Start of EXCERPTED RECORDS
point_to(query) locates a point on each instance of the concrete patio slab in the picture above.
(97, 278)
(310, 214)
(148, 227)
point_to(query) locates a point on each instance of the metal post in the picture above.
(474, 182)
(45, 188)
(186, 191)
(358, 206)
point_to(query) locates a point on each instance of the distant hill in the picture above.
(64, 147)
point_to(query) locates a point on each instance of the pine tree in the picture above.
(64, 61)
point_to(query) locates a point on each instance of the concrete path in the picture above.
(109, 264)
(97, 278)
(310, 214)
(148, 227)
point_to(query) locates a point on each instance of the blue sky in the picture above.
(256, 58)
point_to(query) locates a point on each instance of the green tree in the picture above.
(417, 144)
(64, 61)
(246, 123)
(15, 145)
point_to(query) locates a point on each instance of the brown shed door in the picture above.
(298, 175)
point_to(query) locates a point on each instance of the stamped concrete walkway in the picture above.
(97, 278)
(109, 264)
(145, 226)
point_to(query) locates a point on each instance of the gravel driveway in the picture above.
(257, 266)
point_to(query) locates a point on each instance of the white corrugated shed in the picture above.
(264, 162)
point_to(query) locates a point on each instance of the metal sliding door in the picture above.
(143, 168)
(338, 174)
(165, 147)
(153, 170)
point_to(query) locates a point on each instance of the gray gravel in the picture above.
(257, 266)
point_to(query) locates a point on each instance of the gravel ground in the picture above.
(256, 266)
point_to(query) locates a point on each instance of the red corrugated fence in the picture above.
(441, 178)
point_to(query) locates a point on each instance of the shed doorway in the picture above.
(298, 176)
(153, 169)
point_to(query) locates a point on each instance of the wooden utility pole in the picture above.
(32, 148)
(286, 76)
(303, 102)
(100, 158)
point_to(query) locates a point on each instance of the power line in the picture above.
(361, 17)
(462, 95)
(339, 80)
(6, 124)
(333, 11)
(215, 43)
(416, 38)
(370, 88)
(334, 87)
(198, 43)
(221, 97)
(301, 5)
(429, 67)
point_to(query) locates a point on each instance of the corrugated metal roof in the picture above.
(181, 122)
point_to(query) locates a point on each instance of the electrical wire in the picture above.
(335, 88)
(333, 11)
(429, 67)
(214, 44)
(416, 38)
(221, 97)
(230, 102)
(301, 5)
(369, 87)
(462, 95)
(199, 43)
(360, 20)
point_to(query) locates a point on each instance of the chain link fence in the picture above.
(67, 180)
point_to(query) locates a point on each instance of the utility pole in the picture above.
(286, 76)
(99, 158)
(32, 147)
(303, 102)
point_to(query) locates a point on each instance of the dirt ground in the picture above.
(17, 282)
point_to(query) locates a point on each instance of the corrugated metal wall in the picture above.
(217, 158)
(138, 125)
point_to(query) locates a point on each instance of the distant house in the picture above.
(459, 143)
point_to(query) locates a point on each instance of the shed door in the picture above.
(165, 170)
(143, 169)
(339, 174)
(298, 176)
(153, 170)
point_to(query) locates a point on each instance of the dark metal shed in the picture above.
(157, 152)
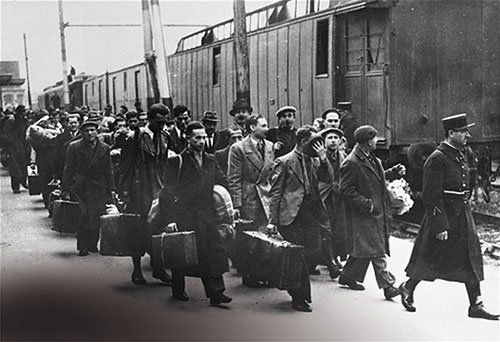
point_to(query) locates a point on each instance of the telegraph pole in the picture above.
(27, 71)
(240, 50)
(62, 26)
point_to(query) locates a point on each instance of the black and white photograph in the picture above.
(250, 170)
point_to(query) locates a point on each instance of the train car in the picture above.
(128, 86)
(403, 64)
(52, 96)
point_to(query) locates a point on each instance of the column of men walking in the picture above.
(319, 186)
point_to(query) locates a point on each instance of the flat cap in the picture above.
(286, 109)
(364, 133)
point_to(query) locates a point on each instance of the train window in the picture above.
(216, 66)
(322, 38)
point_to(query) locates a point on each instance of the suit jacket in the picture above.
(361, 186)
(175, 142)
(195, 208)
(248, 177)
(288, 188)
(88, 176)
(223, 158)
(214, 147)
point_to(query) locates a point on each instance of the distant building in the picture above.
(12, 89)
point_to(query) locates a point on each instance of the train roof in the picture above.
(279, 12)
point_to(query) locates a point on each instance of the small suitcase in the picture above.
(34, 183)
(122, 235)
(278, 262)
(175, 250)
(66, 216)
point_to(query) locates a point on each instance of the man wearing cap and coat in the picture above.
(210, 121)
(447, 245)
(88, 178)
(368, 215)
(240, 112)
(283, 136)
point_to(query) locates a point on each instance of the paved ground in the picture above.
(48, 291)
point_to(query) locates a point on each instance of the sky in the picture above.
(95, 50)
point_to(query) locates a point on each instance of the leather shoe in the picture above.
(83, 252)
(163, 276)
(220, 298)
(406, 298)
(477, 311)
(352, 284)
(301, 305)
(390, 292)
(138, 279)
(182, 296)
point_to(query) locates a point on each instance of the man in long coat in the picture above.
(14, 139)
(296, 209)
(192, 181)
(333, 243)
(88, 178)
(368, 214)
(447, 246)
(250, 165)
(142, 162)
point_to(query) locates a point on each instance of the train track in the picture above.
(488, 248)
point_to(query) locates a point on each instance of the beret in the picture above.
(364, 133)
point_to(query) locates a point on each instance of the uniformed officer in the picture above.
(447, 246)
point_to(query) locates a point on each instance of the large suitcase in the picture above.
(278, 262)
(175, 250)
(122, 235)
(66, 216)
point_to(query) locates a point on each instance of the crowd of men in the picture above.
(319, 186)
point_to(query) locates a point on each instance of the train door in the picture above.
(362, 61)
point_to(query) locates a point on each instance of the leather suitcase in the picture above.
(66, 216)
(278, 262)
(34, 185)
(122, 235)
(175, 250)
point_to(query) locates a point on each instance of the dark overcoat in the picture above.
(361, 186)
(195, 210)
(446, 201)
(14, 139)
(335, 208)
(88, 176)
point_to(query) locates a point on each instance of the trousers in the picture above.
(355, 269)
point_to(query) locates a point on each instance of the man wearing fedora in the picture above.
(368, 214)
(88, 178)
(177, 135)
(283, 136)
(240, 112)
(333, 241)
(447, 245)
(210, 120)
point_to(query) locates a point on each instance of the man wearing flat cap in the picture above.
(88, 178)
(240, 112)
(210, 120)
(447, 245)
(283, 136)
(368, 213)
End of EXCERPTED RECORDS
## WHAT IS NEEDED
Extract, exactly, the lines above that begin at the line containing "train door in the picture above." and end at the final line of the records; add no other text.

## RESPONSE BELOW
point_to(query) locates a point on each instance of the train door in the picture above.
(362, 61)
point_to(query) locates a point on each instance of the leather suitcase in the picture above.
(66, 216)
(278, 262)
(34, 185)
(122, 235)
(175, 250)
point_to(query) locates a point on each instance of the dark overcoat in the picture above.
(361, 186)
(195, 210)
(446, 201)
(14, 139)
(335, 208)
(88, 176)
point_to(query) locates a point on each instance of the trousers in the picture above.
(355, 269)
point_to(query) locates a point on each instance of the man wearing fedora in the picture above.
(368, 214)
(88, 178)
(177, 135)
(283, 136)
(240, 112)
(333, 241)
(447, 245)
(210, 120)
point_to(query) locates a point on each instance of the man wearing flat cap in the picture above.
(88, 178)
(240, 112)
(210, 120)
(447, 245)
(283, 136)
(368, 213)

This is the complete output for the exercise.